▶ [Ausgangstext]
····················
Geschäftsführerin Natascha beeindruckt mich. Sie wirkt auf mich, wie eine, die weiß was sie will. Eine, die ihren Job voller Leidenschaft lebt, die Dinge rasant erfasst und einordnet. Sie liebt ihren Beruf und will ihn mir beziehungsweise den Personalbereich wieder näher bringen. Ein Unternehmen, außerhalb der klassischen Konzernstruktur und vielleicht auch außerhalb der Automobilbranche, könnte aus ihrer Sicht schon die Lösung für mich sein. Das erinnert mich an ein Gespräch mit einer jungen Frau aus meinem ersten Job. Sie sagte mir, dass es manchmal nicht der Job ist, der nicht mehr passt, sondern das Umfeld. Und dass nicht immer ein rigoroser Neustart erforderlich sei, um zufrieden zu sein.
Ich lerne das Herz der Beratung kennen. Die Datenbank mit den Kontakten in die Modewelt. Im Laufe der Woche suche ich potentielle Kandidaten für bestimmte Stellen heraus, pflege neue Kontakte ein und aktualisiere Daten mithilfe von News aus der Textilwirtschaft sowie eigenen Angaben der Kandidaten auf Xing. Aber wie kommt man an neue Kontakte?
····················
▶ [Bereitgestelltes Material]
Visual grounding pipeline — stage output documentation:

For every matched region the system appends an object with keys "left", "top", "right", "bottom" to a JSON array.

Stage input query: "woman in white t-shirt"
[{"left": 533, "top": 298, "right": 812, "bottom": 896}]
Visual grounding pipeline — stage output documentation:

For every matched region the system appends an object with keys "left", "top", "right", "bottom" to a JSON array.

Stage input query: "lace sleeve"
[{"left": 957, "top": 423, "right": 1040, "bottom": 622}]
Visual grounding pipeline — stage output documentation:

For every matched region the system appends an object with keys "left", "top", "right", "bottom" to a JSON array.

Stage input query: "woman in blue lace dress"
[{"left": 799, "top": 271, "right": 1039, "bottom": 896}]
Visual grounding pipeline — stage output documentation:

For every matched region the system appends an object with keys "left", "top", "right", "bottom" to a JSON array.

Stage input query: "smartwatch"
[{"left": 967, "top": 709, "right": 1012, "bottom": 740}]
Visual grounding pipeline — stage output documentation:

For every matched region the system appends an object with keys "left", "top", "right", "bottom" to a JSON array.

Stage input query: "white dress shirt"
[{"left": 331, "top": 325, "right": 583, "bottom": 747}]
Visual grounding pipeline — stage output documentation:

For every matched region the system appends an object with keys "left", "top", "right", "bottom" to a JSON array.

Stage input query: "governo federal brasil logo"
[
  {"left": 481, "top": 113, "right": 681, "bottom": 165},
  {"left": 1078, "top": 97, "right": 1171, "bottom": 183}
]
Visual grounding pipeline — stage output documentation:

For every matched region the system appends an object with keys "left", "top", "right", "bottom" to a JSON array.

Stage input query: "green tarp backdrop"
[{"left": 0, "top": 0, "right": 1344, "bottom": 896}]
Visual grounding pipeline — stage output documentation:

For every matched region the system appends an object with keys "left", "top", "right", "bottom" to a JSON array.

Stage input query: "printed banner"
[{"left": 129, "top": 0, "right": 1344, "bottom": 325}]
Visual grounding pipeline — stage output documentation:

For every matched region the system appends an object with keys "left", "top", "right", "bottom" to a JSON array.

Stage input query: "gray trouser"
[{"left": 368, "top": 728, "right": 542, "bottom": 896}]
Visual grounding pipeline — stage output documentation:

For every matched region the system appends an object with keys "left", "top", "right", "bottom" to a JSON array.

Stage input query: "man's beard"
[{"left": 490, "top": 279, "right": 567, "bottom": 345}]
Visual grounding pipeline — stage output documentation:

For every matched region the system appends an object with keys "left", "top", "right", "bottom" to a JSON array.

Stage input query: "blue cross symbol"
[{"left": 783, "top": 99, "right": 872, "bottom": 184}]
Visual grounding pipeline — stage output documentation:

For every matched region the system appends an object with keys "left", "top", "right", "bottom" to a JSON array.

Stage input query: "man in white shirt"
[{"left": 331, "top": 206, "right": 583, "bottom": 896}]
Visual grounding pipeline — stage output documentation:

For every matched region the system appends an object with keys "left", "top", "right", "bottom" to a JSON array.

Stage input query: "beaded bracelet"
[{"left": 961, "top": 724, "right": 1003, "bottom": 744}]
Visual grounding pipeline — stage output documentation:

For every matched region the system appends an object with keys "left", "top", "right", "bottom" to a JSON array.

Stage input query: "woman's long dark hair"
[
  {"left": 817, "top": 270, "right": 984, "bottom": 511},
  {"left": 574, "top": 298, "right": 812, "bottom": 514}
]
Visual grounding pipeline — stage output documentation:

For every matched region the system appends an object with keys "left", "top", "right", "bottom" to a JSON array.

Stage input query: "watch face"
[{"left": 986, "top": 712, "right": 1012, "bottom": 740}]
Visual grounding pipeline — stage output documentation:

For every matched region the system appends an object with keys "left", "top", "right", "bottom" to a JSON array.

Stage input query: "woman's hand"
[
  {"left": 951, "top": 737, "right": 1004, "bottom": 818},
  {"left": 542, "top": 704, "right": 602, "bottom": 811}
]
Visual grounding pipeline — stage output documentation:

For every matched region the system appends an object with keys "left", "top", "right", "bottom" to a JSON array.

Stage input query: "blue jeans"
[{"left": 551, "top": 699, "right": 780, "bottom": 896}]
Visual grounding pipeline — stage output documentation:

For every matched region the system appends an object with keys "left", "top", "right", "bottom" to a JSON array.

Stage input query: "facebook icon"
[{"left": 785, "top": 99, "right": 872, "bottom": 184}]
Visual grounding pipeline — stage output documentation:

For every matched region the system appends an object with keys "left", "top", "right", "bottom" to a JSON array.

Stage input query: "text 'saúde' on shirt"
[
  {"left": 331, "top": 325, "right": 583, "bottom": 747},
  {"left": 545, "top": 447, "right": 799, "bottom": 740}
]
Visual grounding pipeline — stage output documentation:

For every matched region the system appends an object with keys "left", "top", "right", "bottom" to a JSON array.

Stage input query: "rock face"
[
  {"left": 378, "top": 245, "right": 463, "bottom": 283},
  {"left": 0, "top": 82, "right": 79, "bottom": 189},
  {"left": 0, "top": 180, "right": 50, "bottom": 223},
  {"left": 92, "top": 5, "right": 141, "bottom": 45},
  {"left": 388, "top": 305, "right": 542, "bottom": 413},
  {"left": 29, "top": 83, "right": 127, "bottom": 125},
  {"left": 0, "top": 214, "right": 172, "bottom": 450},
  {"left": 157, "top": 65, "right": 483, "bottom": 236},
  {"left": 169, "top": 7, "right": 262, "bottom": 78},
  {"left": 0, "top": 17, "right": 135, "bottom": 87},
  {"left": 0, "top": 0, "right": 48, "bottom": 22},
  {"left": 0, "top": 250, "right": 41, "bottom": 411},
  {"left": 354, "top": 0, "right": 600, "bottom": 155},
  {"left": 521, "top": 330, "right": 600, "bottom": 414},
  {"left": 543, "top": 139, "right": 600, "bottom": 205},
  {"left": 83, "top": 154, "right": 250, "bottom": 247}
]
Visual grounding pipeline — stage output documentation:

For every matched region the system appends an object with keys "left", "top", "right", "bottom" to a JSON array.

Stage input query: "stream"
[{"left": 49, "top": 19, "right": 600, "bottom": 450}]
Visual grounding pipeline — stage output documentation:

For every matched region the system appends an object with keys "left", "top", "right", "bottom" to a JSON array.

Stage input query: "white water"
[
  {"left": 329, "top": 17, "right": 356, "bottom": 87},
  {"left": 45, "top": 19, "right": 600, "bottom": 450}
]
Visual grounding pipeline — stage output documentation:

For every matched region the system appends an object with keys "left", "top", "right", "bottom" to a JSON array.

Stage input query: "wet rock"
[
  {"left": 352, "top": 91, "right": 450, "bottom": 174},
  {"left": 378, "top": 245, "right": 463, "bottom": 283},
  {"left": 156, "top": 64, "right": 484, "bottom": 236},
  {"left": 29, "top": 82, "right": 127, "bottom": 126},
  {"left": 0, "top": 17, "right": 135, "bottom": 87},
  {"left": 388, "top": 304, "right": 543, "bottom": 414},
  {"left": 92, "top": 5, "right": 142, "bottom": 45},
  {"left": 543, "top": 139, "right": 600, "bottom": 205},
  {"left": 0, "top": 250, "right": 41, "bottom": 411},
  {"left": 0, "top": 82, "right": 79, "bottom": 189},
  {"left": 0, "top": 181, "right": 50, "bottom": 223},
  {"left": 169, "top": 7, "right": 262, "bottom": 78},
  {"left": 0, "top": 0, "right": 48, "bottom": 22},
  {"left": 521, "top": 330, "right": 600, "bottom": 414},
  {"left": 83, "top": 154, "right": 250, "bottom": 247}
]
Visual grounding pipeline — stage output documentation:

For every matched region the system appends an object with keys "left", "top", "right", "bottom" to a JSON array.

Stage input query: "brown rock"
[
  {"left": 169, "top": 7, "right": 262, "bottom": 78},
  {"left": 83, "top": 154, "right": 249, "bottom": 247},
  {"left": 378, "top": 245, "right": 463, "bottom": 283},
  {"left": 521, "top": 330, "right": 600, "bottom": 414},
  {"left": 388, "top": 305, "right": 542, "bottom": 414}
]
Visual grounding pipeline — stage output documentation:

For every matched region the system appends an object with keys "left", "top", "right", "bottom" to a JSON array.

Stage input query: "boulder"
····················
▶ [Informationen nutzen]
• A. Entscheide für jede der folgenden Aussagen, ob sie mit dem Ausgangstext übereinstimmt. Antworte jeweils mit Ja oder Nein und führe die ausschlaggebenden Worte des Textes als wörtliches Zitat an.
(i) Natascha ist Geschäftsführerin.
(ii) Aus Nataschas Sicht muss die Lösung unbedingt innerhalb der Automobilbranche liegen.
(iii) Daten werden mithilfe von News aus der Textilwirtschaft aktualisiert.
• B. Schreibe aus dem Ausgangstext alles von „Geschäftsführerin Natascha beeindruckt“ bis hinunter zu „zufrieden zu sein.“ unverändert ab.

▶ [Lösungen im Überblick]
• A.
(i) Ja – „Geschäftsführerin Natascha beeindruckt mich.“
(ii) Nein – „vielleicht auch außerhalb der Automobilbranche“
(iii) Ja – „aktualisiere Daten mithilfe von News aus der Textilwirtschaft“

• B.
Geschäftsführerin Natascha beeindruckt mich. Sie wirkt auf mich, wie eine, die weiß was sie will. Eine, die ihren Job voller Leidenschaft lebt, die Dinge rasant erfasst und einordnet. Sie liebt ihren Beruf und will ihn mir beziehungsweise den Personalbereich wieder näher bringen. Ein Unternehmen, außerhalb der klassischen Konzernstruktur und vielleicht auch außerhalb der Automobilbranche, könnte aus ihrer Sicht schon die Lösung für mich sein. Das erinnert mich an ein Gespräch mit einer jungen Frau aus meinem ersten Job. Sie sagte mir, dass es manchmal nicht der Job ist, der nicht mehr passt, sondern das Umfeld. Und dass nicht immer ein rigoroser Neustart erforderlich sei, um zufrieden zu sein.